Content starts

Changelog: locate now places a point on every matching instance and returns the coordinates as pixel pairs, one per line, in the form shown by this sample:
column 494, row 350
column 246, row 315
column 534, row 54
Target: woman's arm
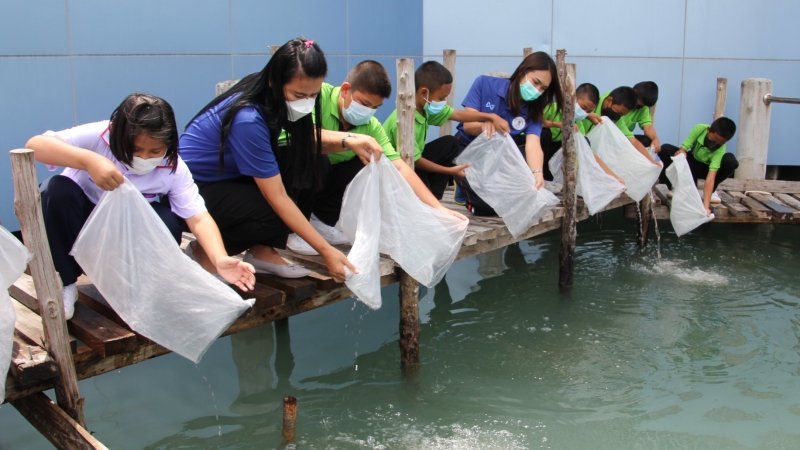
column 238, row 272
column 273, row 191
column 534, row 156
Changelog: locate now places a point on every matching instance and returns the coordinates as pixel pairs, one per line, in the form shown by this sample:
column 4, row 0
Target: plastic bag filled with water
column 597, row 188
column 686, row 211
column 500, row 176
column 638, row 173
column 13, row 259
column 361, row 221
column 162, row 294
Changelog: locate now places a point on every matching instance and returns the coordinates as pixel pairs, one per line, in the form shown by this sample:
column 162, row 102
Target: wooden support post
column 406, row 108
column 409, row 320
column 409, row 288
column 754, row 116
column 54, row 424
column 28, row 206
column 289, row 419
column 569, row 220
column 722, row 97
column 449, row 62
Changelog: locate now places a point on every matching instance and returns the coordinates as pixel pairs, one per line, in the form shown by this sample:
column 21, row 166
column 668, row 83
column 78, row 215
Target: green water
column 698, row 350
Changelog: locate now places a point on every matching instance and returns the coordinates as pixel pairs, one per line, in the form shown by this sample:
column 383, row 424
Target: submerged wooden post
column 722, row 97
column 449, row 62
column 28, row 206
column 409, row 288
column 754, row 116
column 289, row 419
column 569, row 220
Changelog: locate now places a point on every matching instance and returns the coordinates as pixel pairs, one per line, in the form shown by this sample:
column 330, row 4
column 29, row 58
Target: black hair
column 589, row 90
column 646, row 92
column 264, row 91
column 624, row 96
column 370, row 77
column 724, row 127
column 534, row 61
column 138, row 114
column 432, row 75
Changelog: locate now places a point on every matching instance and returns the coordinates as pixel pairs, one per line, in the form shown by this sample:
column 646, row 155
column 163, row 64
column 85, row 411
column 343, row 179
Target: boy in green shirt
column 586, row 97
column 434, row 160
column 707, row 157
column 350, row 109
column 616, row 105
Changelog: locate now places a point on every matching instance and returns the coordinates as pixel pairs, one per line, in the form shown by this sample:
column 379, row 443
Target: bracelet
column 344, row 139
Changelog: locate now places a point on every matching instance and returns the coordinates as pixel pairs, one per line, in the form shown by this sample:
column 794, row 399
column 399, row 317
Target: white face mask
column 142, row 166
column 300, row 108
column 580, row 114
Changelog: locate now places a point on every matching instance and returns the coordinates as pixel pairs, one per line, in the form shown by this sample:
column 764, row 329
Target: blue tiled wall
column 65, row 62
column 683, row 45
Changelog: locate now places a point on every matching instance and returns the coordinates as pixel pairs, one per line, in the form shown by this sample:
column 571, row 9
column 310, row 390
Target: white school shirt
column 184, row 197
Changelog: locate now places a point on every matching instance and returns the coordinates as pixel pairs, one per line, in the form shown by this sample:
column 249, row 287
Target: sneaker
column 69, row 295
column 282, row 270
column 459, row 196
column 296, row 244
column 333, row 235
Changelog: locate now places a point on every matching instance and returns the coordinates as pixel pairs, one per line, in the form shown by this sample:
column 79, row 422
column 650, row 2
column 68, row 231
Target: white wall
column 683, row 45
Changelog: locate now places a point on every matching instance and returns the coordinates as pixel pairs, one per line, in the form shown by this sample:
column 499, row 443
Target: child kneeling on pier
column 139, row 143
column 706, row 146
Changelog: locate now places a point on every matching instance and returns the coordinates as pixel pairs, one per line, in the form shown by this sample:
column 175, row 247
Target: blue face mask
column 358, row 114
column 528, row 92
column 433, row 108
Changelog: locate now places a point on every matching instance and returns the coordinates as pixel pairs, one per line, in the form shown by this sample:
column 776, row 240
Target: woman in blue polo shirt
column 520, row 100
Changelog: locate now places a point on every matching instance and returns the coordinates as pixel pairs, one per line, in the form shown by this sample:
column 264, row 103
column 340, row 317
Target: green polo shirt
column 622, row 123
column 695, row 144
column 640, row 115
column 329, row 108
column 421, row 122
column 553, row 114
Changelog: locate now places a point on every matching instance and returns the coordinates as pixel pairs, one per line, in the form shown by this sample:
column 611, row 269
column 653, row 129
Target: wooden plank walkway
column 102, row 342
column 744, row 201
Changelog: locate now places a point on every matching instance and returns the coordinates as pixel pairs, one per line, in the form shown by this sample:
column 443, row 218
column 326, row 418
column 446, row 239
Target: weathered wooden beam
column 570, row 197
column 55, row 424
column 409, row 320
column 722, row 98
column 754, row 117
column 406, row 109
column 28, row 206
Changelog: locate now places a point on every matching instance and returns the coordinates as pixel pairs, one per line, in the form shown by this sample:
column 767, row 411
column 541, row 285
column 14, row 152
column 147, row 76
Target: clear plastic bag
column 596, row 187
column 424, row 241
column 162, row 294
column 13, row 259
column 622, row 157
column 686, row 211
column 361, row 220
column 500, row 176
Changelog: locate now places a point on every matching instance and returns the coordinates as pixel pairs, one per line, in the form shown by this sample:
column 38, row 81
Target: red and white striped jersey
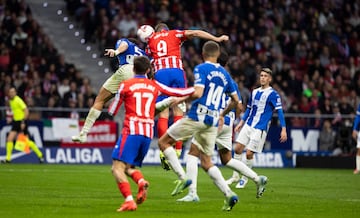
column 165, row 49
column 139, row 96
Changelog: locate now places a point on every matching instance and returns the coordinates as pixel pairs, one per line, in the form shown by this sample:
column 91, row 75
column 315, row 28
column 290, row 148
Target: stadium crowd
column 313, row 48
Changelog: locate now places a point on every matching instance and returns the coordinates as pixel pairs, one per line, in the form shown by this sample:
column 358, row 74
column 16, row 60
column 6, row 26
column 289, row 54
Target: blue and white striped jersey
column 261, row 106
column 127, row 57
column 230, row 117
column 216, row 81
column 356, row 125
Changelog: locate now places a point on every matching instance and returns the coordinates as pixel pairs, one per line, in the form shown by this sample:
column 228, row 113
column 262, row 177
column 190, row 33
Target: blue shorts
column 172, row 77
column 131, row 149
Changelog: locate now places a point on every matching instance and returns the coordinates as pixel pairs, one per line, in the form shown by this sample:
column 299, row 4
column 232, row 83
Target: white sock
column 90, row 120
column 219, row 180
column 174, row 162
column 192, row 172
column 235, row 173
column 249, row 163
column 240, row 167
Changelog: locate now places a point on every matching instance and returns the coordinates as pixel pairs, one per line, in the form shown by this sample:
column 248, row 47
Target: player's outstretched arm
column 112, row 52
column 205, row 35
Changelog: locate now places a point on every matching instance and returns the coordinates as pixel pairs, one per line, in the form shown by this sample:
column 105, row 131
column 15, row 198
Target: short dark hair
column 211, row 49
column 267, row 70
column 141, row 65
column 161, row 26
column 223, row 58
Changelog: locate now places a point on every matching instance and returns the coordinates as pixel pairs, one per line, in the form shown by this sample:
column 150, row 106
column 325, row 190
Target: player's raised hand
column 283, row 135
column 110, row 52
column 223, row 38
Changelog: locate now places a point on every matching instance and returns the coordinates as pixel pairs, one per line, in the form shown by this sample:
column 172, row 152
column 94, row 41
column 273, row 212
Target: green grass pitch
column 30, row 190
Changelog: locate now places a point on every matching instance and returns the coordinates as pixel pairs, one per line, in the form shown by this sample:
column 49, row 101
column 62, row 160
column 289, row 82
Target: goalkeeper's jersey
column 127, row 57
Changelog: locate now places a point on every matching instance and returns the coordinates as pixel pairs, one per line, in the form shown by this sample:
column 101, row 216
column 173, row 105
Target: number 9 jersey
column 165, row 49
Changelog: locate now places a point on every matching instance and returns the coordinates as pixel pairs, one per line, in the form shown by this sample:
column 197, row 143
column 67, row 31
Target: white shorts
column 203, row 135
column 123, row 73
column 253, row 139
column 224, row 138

Content ends
Content starts

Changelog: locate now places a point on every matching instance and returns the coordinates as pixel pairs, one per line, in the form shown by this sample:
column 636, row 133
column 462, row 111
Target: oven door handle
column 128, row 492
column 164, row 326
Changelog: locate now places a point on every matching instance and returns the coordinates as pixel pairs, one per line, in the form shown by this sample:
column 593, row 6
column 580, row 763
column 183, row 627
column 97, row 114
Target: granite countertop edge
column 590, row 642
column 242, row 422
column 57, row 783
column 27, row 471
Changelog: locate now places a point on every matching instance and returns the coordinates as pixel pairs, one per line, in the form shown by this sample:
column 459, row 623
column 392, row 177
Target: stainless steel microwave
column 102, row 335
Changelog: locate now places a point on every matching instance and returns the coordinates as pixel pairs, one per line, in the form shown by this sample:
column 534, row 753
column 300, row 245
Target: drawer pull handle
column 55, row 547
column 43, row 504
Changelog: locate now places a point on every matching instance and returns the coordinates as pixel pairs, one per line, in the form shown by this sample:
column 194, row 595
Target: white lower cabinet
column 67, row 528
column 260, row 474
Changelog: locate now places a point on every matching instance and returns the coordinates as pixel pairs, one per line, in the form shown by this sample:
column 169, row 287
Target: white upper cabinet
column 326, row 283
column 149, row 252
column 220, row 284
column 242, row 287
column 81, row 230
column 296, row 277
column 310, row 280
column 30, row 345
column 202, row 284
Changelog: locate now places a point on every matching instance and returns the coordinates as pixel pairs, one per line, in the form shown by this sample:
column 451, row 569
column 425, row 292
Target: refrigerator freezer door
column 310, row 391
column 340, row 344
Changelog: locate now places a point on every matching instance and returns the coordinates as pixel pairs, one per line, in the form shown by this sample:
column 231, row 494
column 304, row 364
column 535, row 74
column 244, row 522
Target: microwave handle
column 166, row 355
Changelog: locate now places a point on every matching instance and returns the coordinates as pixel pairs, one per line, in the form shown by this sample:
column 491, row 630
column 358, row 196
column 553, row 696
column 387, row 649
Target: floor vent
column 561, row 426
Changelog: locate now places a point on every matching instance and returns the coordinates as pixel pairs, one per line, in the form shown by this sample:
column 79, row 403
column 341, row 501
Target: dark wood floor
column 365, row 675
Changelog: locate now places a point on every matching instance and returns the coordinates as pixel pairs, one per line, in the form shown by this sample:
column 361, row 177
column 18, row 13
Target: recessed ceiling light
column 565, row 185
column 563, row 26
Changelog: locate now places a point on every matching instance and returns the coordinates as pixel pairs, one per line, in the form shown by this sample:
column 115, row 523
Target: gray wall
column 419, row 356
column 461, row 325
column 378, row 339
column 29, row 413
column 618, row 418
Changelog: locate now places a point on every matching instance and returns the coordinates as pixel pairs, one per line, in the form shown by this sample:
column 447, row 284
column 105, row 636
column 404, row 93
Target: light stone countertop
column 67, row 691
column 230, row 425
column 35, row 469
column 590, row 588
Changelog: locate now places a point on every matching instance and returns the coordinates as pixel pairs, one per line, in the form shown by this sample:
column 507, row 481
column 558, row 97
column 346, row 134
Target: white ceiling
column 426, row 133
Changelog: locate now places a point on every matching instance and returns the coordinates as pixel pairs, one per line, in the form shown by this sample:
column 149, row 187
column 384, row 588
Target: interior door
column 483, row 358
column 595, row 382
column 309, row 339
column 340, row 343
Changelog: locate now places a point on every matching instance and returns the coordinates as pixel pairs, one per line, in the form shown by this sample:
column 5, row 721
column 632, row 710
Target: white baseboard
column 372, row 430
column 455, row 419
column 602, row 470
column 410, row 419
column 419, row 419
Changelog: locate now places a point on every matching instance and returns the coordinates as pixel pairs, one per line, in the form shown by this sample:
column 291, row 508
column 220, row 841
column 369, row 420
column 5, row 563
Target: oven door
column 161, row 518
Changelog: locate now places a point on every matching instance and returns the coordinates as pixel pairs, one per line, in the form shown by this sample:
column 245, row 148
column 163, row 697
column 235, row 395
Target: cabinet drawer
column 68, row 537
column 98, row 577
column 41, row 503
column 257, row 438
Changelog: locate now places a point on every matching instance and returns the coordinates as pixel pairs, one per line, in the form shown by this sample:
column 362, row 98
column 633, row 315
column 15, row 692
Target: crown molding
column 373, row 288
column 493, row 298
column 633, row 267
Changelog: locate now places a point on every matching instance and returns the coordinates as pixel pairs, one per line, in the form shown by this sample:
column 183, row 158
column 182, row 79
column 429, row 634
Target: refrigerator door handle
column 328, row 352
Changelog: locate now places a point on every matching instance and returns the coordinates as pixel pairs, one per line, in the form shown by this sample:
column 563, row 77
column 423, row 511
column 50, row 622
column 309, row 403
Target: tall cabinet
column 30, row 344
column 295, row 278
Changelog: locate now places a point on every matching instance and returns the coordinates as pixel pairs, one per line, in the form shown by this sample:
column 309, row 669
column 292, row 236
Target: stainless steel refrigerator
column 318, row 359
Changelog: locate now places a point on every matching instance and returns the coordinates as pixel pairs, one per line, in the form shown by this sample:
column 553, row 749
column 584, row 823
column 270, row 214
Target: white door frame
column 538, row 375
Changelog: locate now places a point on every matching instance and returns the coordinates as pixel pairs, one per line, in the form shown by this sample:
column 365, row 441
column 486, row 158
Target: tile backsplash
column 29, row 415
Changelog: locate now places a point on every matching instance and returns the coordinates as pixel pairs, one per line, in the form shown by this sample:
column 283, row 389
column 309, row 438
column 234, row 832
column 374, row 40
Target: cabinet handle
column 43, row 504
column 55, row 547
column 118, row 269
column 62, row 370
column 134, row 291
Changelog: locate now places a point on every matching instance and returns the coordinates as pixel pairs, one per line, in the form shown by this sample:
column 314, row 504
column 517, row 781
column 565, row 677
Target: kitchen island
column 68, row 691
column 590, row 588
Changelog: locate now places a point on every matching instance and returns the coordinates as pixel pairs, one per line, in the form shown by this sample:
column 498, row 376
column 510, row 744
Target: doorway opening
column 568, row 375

Content ends
Content starts

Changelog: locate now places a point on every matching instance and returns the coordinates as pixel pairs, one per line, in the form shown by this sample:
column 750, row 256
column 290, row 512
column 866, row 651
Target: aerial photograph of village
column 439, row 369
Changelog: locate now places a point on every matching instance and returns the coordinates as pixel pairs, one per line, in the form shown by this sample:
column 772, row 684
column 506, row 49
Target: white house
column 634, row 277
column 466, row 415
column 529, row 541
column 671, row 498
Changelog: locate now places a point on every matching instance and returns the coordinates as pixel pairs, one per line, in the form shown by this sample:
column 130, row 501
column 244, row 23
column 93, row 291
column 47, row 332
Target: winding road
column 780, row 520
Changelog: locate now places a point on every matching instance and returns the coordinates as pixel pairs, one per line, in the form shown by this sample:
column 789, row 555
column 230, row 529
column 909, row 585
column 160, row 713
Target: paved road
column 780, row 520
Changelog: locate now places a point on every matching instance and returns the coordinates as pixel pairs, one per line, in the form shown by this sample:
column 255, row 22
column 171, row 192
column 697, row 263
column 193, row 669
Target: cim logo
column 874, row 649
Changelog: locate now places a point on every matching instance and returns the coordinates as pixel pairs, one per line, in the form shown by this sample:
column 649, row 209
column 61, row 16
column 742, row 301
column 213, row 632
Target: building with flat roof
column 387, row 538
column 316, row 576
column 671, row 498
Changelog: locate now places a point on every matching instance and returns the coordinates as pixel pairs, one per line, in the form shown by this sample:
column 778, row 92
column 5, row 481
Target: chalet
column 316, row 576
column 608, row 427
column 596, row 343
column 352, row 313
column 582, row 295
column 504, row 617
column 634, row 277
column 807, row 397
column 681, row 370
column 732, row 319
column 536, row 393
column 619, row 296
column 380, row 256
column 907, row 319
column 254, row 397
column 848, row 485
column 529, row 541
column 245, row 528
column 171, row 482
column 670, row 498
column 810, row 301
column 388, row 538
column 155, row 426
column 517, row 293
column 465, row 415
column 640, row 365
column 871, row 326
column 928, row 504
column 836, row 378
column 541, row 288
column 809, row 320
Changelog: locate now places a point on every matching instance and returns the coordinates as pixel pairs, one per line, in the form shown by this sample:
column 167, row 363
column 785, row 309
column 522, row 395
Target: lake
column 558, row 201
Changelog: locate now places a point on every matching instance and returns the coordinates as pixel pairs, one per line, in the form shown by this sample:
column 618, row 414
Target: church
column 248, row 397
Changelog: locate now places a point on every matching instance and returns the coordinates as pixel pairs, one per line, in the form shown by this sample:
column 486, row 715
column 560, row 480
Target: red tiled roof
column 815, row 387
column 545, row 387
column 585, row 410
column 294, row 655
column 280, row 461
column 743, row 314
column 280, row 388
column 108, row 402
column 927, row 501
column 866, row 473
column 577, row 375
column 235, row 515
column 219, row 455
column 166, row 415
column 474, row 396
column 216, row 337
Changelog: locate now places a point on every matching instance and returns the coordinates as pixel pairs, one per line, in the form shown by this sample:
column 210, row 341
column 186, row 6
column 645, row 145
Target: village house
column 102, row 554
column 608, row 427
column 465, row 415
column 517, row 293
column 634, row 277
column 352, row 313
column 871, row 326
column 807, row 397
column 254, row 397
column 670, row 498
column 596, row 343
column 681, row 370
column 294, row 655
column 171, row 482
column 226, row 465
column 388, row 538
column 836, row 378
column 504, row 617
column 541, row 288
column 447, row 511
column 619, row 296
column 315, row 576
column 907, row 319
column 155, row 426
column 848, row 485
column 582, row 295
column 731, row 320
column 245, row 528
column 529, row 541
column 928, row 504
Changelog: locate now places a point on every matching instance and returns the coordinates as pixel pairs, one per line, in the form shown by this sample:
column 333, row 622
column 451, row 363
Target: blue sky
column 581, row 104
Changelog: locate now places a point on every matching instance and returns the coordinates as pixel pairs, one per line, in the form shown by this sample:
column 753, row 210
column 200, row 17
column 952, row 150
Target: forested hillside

Content ends

[TASK REQUIREMENTS] Using the entries above, give back exactly the line containing "column 404, row 93", the line containing "column 384, row 588", and every line between them, and nothing else.

[TASK RESULT]
column 404, row 93
Target: light stone countertop
column 67, row 691
column 230, row 425
column 35, row 469
column 590, row 588
Changelog: locate now places a point on every matching instance and returns the coordinates as pixel pairs, one per line, in the form shown by this sample:
column 507, row 481
column 558, row 97
column 346, row 134
Target: white ceiling
column 426, row 133
Changelog: locate now places a point on every matching instance and returns the coordinates as pixel pairs, one per line, in the form shown by this sample:
column 149, row 187
column 384, row 588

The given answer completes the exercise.